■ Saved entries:

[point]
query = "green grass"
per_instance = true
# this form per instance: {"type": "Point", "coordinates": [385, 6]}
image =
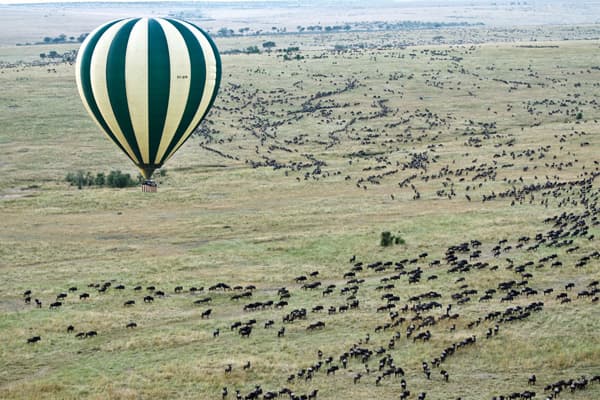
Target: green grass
{"type": "Point", "coordinates": [219, 220]}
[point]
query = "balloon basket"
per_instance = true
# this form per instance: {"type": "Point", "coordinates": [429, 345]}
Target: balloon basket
{"type": "Point", "coordinates": [149, 186]}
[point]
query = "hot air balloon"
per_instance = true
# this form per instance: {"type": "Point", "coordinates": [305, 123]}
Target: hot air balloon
{"type": "Point", "coordinates": [148, 83]}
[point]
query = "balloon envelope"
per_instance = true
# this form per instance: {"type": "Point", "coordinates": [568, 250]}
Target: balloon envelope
{"type": "Point", "coordinates": [148, 83]}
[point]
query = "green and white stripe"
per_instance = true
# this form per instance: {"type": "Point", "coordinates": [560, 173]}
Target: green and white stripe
{"type": "Point", "coordinates": [148, 83]}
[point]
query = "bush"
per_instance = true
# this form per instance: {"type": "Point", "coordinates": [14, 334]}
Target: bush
{"type": "Point", "coordinates": [387, 239]}
{"type": "Point", "coordinates": [115, 179]}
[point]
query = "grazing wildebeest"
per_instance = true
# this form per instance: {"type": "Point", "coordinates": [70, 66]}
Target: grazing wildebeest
{"type": "Point", "coordinates": [34, 339]}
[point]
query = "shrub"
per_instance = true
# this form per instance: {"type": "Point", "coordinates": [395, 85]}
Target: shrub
{"type": "Point", "coordinates": [119, 180]}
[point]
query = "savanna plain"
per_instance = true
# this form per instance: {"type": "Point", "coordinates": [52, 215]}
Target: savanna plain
{"type": "Point", "coordinates": [478, 158]}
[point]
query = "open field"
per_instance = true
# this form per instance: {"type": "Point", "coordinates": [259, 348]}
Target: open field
{"type": "Point", "coordinates": [482, 157]}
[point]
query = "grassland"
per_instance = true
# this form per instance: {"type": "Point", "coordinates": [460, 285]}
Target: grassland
{"type": "Point", "coordinates": [300, 166]}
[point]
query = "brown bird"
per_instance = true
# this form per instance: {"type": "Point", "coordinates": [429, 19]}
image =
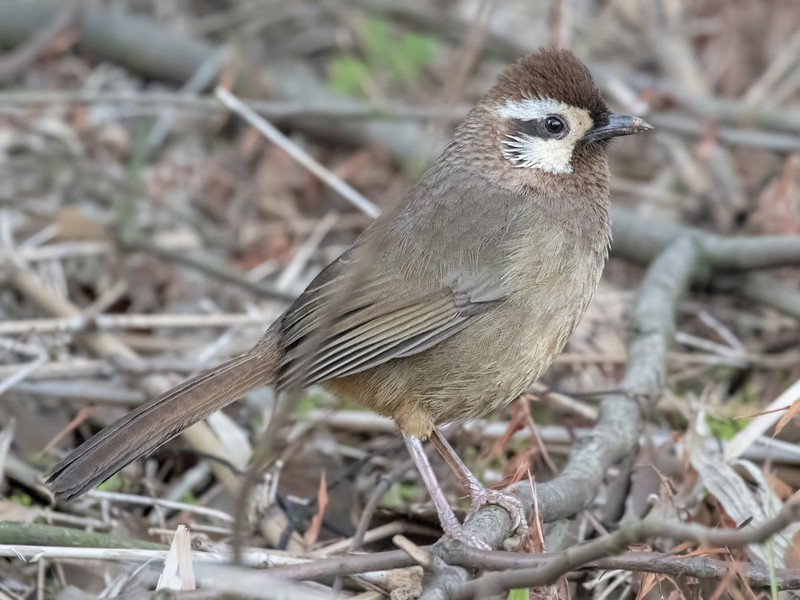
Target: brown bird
{"type": "Point", "coordinates": [445, 308]}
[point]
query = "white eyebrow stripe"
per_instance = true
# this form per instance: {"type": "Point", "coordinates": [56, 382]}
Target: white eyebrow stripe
{"type": "Point", "coordinates": [531, 109]}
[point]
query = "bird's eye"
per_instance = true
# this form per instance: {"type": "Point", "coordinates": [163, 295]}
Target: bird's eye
{"type": "Point", "coordinates": [554, 125]}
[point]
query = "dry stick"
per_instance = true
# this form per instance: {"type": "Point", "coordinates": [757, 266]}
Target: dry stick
{"type": "Point", "coordinates": [301, 156]}
{"type": "Point", "coordinates": [21, 57]}
{"type": "Point", "coordinates": [385, 482]}
{"type": "Point", "coordinates": [639, 239]}
{"type": "Point", "coordinates": [199, 435]}
{"type": "Point", "coordinates": [222, 272]}
{"type": "Point", "coordinates": [574, 557]}
{"type": "Point", "coordinates": [619, 425]}
{"type": "Point", "coordinates": [107, 322]}
{"type": "Point", "coordinates": [701, 567]}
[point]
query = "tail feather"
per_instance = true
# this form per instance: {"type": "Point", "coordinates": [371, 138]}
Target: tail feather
{"type": "Point", "coordinates": [155, 422]}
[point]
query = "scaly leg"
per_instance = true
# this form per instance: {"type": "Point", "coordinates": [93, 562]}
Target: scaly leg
{"type": "Point", "coordinates": [479, 494]}
{"type": "Point", "coordinates": [447, 517]}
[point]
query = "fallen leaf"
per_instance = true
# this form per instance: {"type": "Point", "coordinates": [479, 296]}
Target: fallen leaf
{"type": "Point", "coordinates": [312, 533]}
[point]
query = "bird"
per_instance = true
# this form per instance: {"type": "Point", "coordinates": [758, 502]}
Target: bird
{"type": "Point", "coordinates": [446, 307]}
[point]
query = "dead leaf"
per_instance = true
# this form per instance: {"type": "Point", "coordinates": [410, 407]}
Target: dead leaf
{"type": "Point", "coordinates": [312, 533]}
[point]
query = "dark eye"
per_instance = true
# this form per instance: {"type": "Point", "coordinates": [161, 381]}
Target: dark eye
{"type": "Point", "coordinates": [554, 125]}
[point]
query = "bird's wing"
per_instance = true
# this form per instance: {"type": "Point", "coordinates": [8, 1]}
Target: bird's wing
{"type": "Point", "coordinates": [347, 322]}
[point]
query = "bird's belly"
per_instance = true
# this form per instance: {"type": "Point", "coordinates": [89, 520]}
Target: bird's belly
{"type": "Point", "coordinates": [479, 369]}
{"type": "Point", "coordinates": [484, 366]}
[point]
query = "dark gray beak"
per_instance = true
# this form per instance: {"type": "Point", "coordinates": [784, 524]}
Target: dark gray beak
{"type": "Point", "coordinates": [617, 125]}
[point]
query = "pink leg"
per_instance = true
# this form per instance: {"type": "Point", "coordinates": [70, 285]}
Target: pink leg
{"type": "Point", "coordinates": [447, 517]}
{"type": "Point", "coordinates": [479, 494]}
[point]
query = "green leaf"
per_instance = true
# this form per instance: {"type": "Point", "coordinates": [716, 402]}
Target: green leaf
{"type": "Point", "coordinates": [724, 429]}
{"type": "Point", "coordinates": [348, 75]}
{"type": "Point", "coordinates": [413, 53]}
{"type": "Point", "coordinates": [22, 499]}
{"type": "Point", "coordinates": [379, 44]}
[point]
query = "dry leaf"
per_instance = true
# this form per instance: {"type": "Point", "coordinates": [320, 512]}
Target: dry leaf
{"type": "Point", "coordinates": [312, 533]}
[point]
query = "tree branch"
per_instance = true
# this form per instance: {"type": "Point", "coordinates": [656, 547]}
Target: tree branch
{"type": "Point", "coordinates": [640, 531]}
{"type": "Point", "coordinates": [619, 426]}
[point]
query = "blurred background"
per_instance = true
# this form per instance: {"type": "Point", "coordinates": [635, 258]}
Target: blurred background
{"type": "Point", "coordinates": [146, 232]}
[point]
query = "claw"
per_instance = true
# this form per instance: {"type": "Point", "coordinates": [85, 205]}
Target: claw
{"type": "Point", "coordinates": [482, 496]}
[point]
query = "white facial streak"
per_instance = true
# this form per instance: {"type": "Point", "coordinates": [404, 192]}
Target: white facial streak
{"type": "Point", "coordinates": [530, 109]}
{"type": "Point", "coordinates": [549, 155]}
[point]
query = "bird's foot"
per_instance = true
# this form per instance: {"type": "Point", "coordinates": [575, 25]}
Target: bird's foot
{"type": "Point", "coordinates": [481, 496]}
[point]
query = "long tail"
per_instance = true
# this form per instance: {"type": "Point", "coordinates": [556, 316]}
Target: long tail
{"type": "Point", "coordinates": [147, 427]}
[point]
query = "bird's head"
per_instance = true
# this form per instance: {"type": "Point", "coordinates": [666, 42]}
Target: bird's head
{"type": "Point", "coordinates": [545, 120]}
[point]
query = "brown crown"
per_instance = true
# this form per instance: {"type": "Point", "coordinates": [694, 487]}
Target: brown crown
{"type": "Point", "coordinates": [550, 73]}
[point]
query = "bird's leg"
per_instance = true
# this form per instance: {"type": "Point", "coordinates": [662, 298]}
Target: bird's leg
{"type": "Point", "coordinates": [450, 523]}
{"type": "Point", "coordinates": [447, 517]}
{"type": "Point", "coordinates": [479, 494]}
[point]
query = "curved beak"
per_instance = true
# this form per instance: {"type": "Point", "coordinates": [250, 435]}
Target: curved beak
{"type": "Point", "coordinates": [615, 126]}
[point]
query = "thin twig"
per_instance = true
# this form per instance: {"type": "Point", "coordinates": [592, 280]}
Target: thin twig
{"type": "Point", "coordinates": [301, 156]}
{"type": "Point", "coordinates": [641, 531]}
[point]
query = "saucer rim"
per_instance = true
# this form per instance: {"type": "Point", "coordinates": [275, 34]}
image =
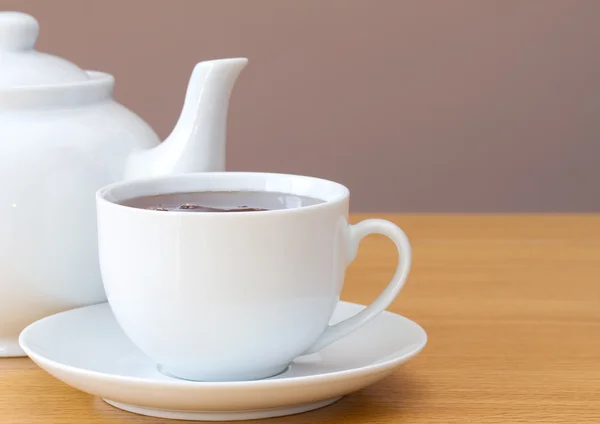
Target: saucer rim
{"type": "Point", "coordinates": [266, 383]}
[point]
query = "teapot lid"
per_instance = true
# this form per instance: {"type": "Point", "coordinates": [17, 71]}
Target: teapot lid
{"type": "Point", "coordinates": [21, 65]}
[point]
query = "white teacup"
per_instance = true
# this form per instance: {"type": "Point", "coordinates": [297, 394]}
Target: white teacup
{"type": "Point", "coordinates": [234, 296]}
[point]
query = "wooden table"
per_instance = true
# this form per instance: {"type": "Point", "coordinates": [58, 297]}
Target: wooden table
{"type": "Point", "coordinates": [512, 308]}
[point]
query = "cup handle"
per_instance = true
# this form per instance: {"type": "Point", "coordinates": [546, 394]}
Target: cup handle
{"type": "Point", "coordinates": [357, 233]}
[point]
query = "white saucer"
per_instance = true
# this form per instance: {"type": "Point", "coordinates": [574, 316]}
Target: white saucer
{"type": "Point", "coordinates": [86, 349]}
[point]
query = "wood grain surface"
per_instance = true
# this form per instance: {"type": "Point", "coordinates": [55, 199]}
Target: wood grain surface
{"type": "Point", "coordinates": [512, 308]}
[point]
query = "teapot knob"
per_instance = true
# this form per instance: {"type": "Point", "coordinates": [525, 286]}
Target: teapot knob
{"type": "Point", "coordinates": [18, 31]}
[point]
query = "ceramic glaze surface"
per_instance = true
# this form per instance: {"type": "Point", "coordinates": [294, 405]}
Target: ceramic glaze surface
{"type": "Point", "coordinates": [63, 137]}
{"type": "Point", "coordinates": [236, 296]}
{"type": "Point", "coordinates": [95, 356]}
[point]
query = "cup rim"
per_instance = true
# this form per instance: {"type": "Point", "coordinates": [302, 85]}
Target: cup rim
{"type": "Point", "coordinates": [337, 192]}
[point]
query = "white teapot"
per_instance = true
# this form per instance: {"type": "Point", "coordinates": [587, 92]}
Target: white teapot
{"type": "Point", "coordinates": [62, 136]}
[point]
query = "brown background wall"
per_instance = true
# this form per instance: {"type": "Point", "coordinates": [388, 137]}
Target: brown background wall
{"type": "Point", "coordinates": [416, 105]}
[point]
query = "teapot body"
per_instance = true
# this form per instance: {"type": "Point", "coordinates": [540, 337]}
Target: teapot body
{"type": "Point", "coordinates": [53, 158]}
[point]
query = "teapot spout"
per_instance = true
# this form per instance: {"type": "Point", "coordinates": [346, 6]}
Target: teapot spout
{"type": "Point", "coordinates": [197, 143]}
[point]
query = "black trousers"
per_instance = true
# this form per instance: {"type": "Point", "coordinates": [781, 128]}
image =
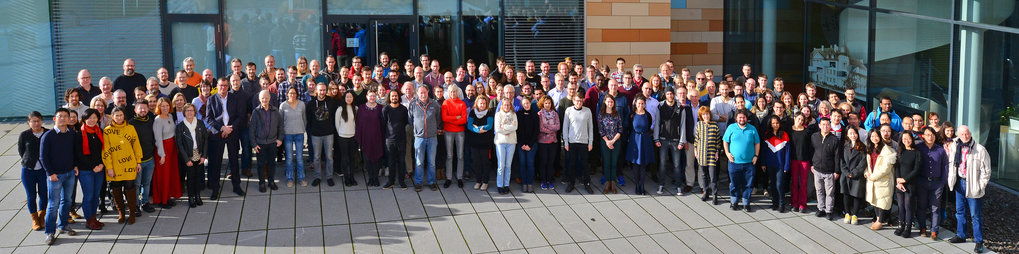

■ INSTRUCTIONS FOR THE TASK: Print, exactly and only, the lines running from the line with "Target: cup rim" through the last line of the data, including both. Skip any picture.

■ WRITTEN RESPONSE:
Target: cup rim
{"type": "Point", "coordinates": [337, 192]}
[point]
query = "white teapot"
per_instance = true
# this form per instance: {"type": "Point", "coordinates": [587, 92]}
Target: white teapot
{"type": "Point", "coordinates": [62, 136]}
[point]
query = "brown background wall"
per_instance = true
# this form per instance: {"type": "Point", "coordinates": [388, 137]}
Target: brown background wall
{"type": "Point", "coordinates": [416, 105]}
[point]
query = "teapot body"
per_instance = true
# this form per instance: {"type": "Point", "coordinates": [540, 337]}
Target: teapot body
{"type": "Point", "coordinates": [53, 158]}
[point]
query = "teapot spout"
per_instance = true
# this form per instance: {"type": "Point", "coordinates": [346, 6]}
Target: teapot spout
{"type": "Point", "coordinates": [197, 143]}
[point]
query = "black trousers"
per_instance = true
# this form per instance: {"type": "Point", "coordinates": [781, 128]}
image =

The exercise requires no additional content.